Stored data:
►

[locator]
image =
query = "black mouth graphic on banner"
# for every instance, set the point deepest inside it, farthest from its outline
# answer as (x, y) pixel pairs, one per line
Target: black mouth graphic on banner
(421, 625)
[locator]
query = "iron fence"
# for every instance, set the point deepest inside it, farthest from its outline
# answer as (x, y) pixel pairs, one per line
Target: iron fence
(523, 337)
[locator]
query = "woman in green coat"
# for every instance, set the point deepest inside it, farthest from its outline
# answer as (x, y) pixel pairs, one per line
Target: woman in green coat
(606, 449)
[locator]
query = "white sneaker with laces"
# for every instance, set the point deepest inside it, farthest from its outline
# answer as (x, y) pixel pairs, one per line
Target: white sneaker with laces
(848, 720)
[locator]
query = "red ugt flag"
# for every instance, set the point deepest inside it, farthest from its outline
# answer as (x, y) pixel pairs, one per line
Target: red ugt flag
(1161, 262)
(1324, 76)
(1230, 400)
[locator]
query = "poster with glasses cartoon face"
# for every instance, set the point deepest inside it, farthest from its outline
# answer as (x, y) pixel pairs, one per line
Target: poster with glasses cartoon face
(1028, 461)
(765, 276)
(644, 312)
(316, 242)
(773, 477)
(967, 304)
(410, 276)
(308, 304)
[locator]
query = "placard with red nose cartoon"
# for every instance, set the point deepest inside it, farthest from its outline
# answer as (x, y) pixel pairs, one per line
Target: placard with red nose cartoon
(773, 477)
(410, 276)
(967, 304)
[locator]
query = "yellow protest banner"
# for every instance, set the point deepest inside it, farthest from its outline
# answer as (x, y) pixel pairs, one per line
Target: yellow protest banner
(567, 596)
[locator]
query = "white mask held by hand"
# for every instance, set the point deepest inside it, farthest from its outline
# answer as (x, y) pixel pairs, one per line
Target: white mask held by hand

◄

All lines of the data above must be repeated exactly.

▶ **Output below**:
[locator]
image =
query = "black mouth graphic on banner"
# for every instance, set the point deepest inside it, farthest from its outline
# answer as (x, y) pixel pairs, one per line
Target: black mouth graphic on banner
(421, 625)
[locator]
query = "iron fence"
# for every instance, set the point deepest inside it, farthest from its outline
# answer as (x, y) pixel pairs, one per line
Target: iron fence
(523, 337)
[locator]
query = "woman in green coat"
# for every instance, set the point deepest inside it, farthest from its outline
# answer as (x, y) pixel pairs, one per line
Target: woman in green coat
(606, 449)
[locator]
query = "white sneaker with laces"
# for every instance, set the point deepest inside it, farthest from its outline
# answer as (x, y) pixel pairs, one per line
Target: white sneaker with laces
(848, 720)
[locator]
query = "red ugt flag"
# for every instance, set the point deepest inside it, farthest from its outline
# answer as (x, y) pixel pairs, one per line
Target: red ugt flag
(1161, 262)
(1324, 76)
(1230, 400)
[locator]
query = "poster with glasses cartoon face"
# for every instance, set the point deepest inside it, farthest from its outline
# answer as (x, y) pixel pairs, one per line
Target: poster with glasses cartoon face
(1028, 461)
(765, 276)
(644, 312)
(316, 242)
(773, 477)
(967, 304)
(410, 276)
(308, 304)
[locator]
query = "placard with red nose cartoon"
# for every instance, set the point deepest inside it, farthest from its outline
# answer as (x, y) pixel pairs, one per line
Target: placard with red nose cartoon
(773, 477)
(410, 276)
(967, 304)
[locator]
query = "yellow protest banner"
# for every instance, set the point deepest inside it, farthest from its outline
# answer as (x, y) pixel pairs, one per line
Target: yellow protest banner
(567, 596)
[locator]
query = "white mask held by hand"
# for every instance, set the point deepest inside it, farthest from its outline
# answer as (x, y) pixel pairs, one per line
Target: white mask held by hand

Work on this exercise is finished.